> Do this
Can you retype the reversing controller thread word for word, starting at "I had found" and ending at "Torby (Jan 2, 2008)"?

# Reversing Controller



## barnmichael (Jan 2, 2008)

In a recent acquisition, I found in the box an Aristo Craft Reversing Controller, model ART-11090-02. One of my little projects was to set up a trolley line that went from one end to the other, sat for a few minutes, then returned. I am hoping this device may do the job. However, I have no documentation or any idea how to set one of these up.

First, will this do the job? If so, how do I hook it up?

If this is not the correct device, how do I set this type of operation up?

If this is not the right forum to ask, please point me in the correct direction.

Thanks,
Michael


----------



## Guest (Jul 12, 2008)

hey man this may help? 

http://www.aristocraft.com/techinfo/manuals%20pdf/11091reversingunit.pdf


----------



## toddalin (Jan 4, 2008)

If that doesn't work for you, you can make your own for a couple dollars if you are handy with a soldering iron. I've made and use four with the included schematic. 

See pics below:


----------



## barnmichael (Jan 2, 2008)

Posted By calenelson on 07/12/2008 11:26 AM 
hey man this may help? 
http://www.aristocraft.com/techinfo/manuals%20pdf/11091reversingunit.pdf

I had found this document before, but was slightly confused. It describes using insulated rail joiners and diodes, but only for the 11091 model. As mine is the 11090 version, I did not know what the difference between the two was. It looks like I'll just have to find some diodes and insulating joiners and try it out.

Thanks for the diagram, Todd. Maybe I'll give that a try if the box doesn't work out.


Thanks, 
Michael


----------



## Torby (Jan 2, 2008)

Yup! That's what it does. There are 2 of those at the Chicago Botanic, one runs the cog railway and the other the ladybug.


----------



## Guest (Jul 12, 2008)

> Items from a labeling collection

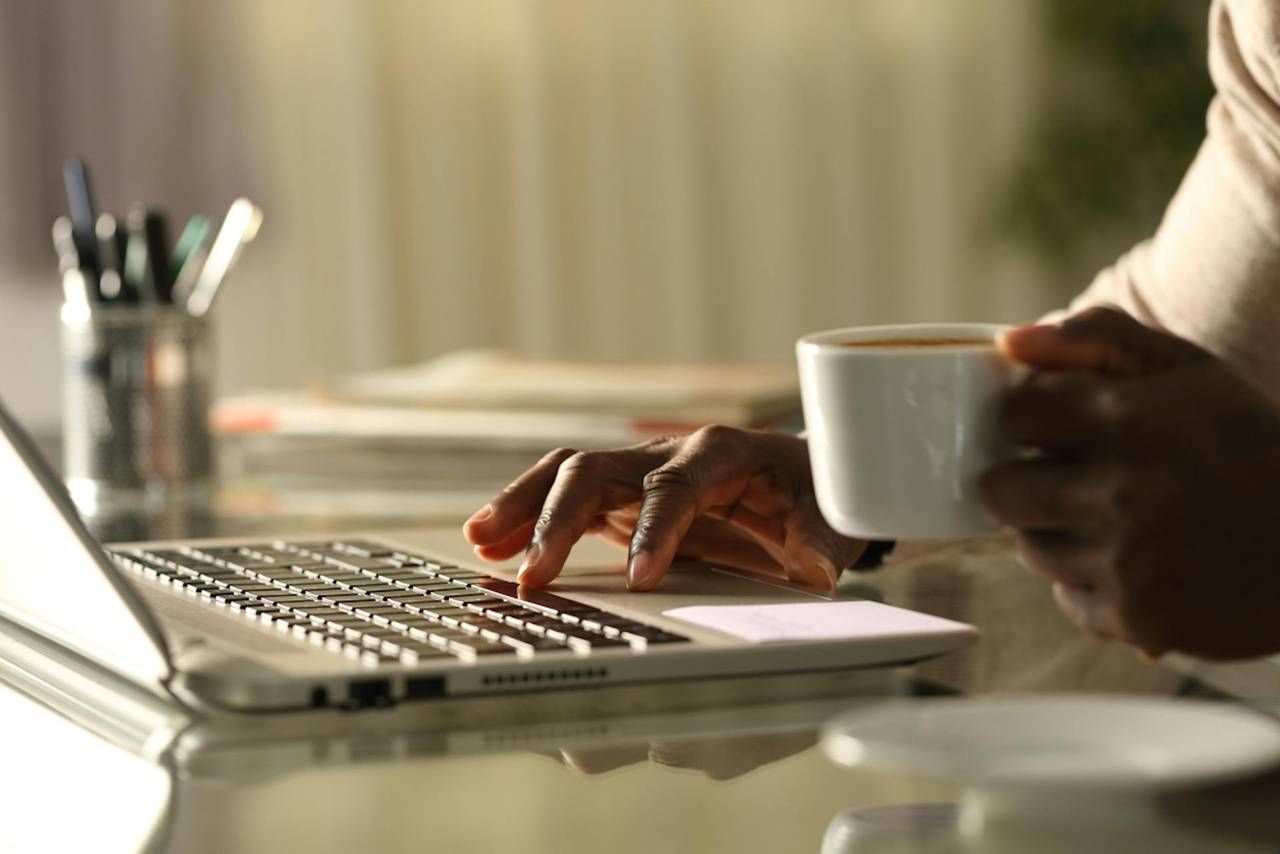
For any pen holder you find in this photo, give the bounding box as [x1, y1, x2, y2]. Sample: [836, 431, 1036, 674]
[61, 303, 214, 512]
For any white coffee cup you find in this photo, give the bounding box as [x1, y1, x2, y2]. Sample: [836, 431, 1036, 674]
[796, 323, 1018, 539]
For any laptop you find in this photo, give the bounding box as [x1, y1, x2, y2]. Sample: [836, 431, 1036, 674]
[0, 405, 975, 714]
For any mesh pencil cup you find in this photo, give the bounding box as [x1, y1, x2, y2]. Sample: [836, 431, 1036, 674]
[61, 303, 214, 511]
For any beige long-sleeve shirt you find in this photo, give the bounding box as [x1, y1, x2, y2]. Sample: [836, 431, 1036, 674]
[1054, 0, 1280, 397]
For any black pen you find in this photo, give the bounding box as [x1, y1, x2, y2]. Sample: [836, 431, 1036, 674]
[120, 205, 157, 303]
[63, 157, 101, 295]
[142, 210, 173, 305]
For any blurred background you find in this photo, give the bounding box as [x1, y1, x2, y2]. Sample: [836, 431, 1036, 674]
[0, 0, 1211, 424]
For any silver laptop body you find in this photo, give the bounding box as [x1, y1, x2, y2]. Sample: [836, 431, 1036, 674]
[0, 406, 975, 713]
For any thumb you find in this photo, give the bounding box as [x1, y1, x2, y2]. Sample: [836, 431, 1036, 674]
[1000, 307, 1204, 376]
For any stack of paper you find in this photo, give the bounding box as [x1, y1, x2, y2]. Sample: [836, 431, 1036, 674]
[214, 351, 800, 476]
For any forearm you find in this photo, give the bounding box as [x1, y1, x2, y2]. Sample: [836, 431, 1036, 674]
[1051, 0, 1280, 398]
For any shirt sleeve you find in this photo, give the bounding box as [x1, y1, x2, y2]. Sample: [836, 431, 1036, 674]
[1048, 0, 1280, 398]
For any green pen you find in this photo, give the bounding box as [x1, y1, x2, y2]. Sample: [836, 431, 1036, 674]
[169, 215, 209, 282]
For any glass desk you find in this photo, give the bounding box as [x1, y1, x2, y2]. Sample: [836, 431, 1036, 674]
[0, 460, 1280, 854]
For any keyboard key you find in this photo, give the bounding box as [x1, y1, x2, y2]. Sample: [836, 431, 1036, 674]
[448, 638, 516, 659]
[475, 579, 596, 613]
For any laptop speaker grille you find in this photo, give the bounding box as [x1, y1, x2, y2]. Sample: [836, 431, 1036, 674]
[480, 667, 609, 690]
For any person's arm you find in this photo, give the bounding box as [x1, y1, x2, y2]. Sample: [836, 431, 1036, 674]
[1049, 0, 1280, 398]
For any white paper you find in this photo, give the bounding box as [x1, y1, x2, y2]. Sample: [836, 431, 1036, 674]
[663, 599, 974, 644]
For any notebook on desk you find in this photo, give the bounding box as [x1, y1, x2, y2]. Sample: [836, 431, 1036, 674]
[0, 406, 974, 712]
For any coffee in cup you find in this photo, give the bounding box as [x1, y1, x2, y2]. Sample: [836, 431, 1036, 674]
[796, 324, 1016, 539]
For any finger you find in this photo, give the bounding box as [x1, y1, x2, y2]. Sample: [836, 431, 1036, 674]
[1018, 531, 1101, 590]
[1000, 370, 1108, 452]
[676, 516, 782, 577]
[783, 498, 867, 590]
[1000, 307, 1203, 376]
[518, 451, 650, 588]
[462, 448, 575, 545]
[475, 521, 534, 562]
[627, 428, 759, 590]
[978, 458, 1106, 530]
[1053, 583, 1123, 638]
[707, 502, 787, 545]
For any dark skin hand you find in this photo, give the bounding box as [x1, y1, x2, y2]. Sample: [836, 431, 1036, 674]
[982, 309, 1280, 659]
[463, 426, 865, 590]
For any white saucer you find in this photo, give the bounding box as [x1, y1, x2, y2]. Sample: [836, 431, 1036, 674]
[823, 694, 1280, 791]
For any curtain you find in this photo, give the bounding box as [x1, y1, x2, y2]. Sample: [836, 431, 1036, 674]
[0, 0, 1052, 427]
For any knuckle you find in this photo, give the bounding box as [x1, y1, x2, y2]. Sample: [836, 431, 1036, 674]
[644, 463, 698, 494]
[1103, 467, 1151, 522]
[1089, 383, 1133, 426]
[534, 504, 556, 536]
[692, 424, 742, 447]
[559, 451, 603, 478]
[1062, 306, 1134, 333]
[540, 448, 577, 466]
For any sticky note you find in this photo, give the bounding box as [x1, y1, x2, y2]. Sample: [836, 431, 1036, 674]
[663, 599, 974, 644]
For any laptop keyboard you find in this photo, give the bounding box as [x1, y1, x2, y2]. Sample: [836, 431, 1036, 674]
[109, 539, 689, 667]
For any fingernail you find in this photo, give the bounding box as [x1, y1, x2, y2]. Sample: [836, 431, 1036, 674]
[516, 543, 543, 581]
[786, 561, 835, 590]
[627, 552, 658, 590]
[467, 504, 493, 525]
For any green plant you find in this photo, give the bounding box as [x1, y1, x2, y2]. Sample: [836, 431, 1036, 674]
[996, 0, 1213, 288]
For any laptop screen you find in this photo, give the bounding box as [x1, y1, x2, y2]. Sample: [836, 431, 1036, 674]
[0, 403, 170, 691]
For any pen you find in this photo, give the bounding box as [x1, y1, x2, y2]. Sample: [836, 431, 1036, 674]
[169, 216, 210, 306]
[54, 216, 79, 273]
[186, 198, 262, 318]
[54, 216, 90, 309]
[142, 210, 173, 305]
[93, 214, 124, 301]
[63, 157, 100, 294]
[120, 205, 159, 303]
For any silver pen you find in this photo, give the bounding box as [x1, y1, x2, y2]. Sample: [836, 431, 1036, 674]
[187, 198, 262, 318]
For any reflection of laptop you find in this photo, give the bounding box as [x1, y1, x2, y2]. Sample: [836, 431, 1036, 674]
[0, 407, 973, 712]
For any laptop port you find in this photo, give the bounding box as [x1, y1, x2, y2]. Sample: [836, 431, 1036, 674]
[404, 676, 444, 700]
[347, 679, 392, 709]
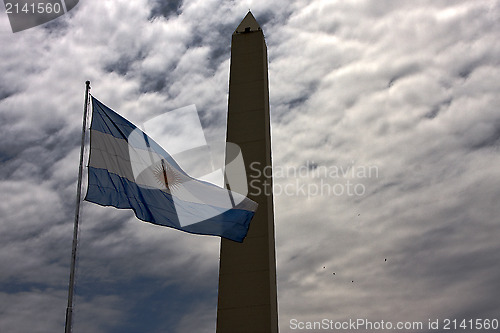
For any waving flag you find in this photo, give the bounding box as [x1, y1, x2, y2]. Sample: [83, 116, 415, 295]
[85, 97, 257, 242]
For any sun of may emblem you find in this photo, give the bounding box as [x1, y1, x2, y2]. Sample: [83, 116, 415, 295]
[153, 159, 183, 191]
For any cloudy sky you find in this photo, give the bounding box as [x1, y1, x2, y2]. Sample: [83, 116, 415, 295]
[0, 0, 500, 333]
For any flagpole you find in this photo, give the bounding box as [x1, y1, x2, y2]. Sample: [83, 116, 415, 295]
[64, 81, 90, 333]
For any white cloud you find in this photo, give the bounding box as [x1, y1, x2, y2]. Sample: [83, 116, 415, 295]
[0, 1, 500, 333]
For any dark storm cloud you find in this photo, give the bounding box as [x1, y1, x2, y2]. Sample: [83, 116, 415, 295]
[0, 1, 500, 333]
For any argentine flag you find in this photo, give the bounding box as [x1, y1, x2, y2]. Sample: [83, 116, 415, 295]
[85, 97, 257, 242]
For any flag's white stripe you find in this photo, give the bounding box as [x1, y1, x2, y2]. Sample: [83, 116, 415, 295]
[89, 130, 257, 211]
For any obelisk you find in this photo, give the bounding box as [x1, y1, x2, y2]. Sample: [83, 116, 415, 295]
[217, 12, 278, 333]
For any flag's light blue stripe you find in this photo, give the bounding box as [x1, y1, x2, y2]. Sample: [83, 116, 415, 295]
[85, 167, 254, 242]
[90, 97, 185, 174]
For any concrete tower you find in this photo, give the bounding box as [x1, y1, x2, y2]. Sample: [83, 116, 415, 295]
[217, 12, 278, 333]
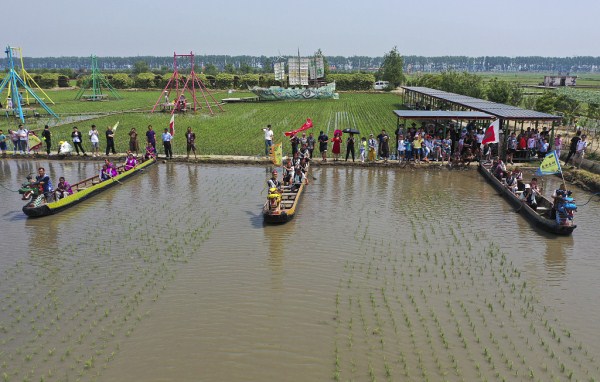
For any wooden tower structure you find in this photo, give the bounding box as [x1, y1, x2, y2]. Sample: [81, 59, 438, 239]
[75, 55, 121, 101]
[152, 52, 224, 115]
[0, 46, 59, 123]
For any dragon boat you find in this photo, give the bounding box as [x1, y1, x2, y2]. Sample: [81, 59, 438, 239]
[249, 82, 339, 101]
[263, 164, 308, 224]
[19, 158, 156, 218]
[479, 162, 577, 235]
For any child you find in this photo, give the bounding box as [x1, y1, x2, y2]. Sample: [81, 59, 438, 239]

> Solved exercise
I had found this document before, but was slightly confused. It describes using insulated rail joiners and diodes, but only for the 11091 model. As mine is the 11090 version, I did not know what the difference between the two was. It looks like I'll just have to find some diodes and insulating joiners and try it out.

Thanks for the diagram, Todd. Maybe I'll give that a try if the box doesn't work out.


Thanks, 
Michael


----------



## Torby (Jan 2, 2008)